> [WHAT YOU ARE ASKED TO DO] Tally the lines in the listing below that contain the string "chinchilla". Report only the resulting number.

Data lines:

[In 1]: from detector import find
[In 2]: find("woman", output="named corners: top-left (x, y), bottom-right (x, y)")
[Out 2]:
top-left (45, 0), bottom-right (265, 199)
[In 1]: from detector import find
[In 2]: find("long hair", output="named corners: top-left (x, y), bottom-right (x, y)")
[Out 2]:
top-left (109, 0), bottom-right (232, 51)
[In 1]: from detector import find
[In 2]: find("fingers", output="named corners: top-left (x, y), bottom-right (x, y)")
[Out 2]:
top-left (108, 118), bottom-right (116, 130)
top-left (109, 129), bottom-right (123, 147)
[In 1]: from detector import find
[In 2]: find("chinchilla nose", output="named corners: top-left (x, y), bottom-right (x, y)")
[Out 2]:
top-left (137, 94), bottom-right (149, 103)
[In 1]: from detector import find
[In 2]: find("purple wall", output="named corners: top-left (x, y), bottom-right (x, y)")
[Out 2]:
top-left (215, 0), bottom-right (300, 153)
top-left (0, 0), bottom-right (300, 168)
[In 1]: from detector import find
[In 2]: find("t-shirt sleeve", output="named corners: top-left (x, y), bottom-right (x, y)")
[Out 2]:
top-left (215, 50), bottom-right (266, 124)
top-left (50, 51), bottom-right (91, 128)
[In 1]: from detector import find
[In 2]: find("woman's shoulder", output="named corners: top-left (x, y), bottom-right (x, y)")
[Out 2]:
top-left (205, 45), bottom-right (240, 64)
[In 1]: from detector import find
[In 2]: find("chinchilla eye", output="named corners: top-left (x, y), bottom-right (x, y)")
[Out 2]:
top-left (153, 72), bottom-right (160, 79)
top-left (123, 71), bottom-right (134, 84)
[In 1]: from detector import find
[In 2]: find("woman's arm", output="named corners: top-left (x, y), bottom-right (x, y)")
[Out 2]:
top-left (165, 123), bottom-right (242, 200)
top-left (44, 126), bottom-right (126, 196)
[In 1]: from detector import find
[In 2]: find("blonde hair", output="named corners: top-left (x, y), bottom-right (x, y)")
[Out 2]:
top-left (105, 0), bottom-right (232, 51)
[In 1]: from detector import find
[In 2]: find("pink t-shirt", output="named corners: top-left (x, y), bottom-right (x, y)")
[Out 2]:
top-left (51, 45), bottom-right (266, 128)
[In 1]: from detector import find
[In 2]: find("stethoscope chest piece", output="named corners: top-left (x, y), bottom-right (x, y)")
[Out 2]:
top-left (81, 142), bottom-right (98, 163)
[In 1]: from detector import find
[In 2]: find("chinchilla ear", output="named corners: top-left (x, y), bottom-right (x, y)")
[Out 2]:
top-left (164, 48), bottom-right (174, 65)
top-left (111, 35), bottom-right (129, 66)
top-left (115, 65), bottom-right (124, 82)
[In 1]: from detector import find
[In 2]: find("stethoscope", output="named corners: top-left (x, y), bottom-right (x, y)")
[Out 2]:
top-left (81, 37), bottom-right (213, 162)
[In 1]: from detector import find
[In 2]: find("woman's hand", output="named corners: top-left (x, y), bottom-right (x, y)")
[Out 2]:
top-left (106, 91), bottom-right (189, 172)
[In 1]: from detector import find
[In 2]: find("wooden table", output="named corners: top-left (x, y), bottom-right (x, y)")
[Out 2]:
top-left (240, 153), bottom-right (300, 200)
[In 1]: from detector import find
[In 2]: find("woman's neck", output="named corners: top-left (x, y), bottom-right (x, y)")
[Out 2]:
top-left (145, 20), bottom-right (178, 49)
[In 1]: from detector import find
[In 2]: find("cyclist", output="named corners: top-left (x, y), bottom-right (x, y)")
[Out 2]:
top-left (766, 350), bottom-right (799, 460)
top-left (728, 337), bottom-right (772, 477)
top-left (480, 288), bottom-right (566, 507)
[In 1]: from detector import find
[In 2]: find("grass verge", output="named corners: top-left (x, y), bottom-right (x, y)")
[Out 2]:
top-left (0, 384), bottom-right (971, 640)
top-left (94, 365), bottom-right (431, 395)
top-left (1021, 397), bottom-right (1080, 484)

> [ANSWER TO THE PROBLEM] 3